#### [YOUR GOAL]
The output should be every line below that includes the word "whelk".

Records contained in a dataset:
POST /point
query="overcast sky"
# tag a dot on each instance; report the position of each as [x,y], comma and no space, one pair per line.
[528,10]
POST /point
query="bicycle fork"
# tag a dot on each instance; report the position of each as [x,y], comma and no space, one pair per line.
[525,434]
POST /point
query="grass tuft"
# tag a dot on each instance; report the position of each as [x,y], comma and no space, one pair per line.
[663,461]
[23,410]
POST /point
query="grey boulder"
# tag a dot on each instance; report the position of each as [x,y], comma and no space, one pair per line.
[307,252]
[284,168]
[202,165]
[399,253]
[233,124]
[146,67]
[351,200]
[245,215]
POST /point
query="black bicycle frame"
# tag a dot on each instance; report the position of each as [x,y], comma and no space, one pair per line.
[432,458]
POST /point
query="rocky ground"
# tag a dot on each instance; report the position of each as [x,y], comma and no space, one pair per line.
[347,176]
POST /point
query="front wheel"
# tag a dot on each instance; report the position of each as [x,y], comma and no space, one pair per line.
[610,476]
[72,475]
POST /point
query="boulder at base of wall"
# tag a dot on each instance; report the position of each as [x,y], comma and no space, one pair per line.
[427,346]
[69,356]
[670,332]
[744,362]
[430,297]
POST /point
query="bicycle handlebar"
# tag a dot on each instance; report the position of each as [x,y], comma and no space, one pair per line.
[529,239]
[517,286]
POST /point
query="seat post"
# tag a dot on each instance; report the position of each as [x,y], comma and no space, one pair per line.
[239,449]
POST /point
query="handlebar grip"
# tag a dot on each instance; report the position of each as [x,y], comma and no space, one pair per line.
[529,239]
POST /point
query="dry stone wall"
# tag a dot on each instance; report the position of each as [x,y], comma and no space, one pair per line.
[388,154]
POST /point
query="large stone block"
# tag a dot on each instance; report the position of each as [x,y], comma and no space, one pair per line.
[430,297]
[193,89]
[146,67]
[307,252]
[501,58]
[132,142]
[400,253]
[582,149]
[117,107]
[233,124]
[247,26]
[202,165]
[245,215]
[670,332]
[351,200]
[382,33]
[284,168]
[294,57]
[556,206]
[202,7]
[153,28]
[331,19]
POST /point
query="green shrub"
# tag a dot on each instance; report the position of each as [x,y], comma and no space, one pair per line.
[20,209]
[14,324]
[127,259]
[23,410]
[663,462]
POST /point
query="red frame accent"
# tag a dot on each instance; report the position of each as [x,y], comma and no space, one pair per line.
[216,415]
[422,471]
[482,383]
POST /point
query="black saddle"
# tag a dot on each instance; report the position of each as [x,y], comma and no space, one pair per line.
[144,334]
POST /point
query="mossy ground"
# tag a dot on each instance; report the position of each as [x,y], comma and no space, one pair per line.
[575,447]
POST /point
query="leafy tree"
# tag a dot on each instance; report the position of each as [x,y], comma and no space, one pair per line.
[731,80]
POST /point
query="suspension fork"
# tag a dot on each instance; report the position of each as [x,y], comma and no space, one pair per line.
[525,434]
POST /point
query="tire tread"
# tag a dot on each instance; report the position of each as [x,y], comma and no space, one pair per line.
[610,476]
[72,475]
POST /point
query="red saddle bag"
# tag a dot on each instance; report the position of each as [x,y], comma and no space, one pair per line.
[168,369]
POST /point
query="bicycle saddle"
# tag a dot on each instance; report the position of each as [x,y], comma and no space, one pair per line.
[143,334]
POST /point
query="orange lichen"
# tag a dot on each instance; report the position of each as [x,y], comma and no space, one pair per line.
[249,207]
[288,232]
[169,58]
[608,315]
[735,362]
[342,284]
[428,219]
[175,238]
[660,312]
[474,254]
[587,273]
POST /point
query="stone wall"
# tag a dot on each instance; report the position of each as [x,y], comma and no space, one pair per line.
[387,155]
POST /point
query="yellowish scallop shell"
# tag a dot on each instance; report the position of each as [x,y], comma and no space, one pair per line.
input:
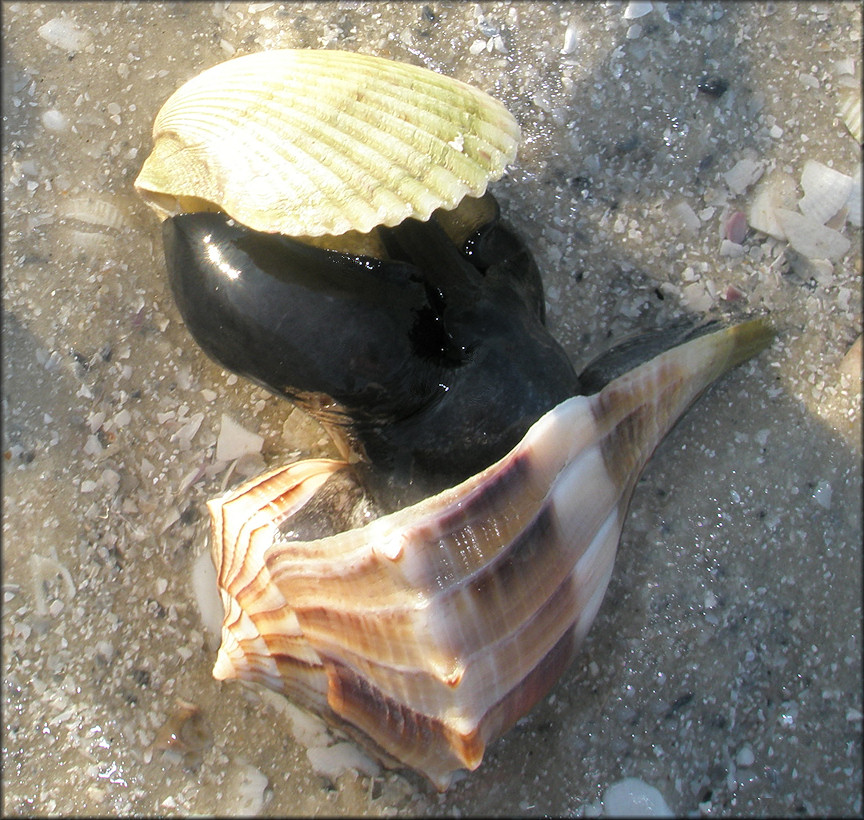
[313,142]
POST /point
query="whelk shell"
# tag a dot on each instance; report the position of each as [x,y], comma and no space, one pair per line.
[427,633]
[319,142]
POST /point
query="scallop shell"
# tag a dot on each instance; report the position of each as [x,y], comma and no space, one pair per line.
[428,632]
[315,142]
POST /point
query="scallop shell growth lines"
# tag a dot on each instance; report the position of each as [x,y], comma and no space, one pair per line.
[307,143]
[427,633]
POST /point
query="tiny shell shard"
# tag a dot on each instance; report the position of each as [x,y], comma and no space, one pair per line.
[428,632]
[314,142]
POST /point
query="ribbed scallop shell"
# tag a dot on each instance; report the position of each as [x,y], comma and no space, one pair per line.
[314,142]
[427,633]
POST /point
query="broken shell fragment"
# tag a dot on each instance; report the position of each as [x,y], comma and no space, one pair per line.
[849,109]
[314,142]
[809,237]
[826,191]
[427,633]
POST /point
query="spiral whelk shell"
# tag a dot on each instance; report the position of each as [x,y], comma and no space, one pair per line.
[305,142]
[428,632]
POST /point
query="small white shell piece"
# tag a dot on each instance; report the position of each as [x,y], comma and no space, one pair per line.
[825,191]
[318,142]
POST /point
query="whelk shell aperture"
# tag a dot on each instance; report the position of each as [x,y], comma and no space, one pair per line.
[317,142]
[428,632]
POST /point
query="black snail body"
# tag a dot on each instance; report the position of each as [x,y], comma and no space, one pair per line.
[424,594]
[434,358]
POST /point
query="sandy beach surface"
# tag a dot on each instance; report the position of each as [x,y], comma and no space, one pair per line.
[724,668]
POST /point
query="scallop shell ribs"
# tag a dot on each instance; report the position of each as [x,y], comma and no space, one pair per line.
[426,633]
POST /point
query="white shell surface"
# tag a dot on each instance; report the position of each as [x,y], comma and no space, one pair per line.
[314,142]
[826,191]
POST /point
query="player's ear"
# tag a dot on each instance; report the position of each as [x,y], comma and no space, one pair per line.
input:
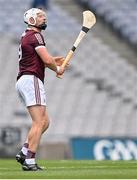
[32,20]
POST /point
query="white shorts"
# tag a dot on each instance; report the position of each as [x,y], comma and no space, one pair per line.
[31,90]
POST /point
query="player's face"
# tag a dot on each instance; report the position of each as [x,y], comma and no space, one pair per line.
[41,18]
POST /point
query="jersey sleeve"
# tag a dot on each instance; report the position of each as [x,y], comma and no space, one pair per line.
[37,40]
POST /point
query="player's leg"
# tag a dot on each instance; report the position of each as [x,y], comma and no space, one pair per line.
[31,91]
[40,123]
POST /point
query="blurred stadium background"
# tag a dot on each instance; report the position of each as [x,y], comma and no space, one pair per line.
[93,109]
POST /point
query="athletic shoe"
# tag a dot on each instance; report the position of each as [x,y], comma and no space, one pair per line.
[31,167]
[20,157]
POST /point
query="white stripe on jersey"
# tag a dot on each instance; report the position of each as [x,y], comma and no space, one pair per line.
[39,38]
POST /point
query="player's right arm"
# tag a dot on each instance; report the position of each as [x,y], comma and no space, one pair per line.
[48,60]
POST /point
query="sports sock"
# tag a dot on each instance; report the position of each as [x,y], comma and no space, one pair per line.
[25,148]
[30,158]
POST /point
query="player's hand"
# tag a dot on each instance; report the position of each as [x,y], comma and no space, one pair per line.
[59,60]
[60,70]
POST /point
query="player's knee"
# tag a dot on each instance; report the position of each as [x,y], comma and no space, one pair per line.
[45,123]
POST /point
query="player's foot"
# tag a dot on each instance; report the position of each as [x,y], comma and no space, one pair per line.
[20,157]
[31,167]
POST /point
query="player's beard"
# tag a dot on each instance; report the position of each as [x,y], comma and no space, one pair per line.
[42,26]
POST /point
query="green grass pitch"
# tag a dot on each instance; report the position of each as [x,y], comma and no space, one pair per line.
[71,169]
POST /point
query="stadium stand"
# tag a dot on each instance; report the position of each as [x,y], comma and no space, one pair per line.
[96,97]
[120,15]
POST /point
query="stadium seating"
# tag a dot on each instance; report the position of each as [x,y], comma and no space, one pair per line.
[96,97]
[120,15]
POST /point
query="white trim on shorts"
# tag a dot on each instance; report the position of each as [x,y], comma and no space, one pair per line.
[31,90]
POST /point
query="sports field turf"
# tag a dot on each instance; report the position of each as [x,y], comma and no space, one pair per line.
[69,169]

#### [RESPONSE]
query="whelk shell"
query="spiral whelk shell"
query="whelk shell aperture"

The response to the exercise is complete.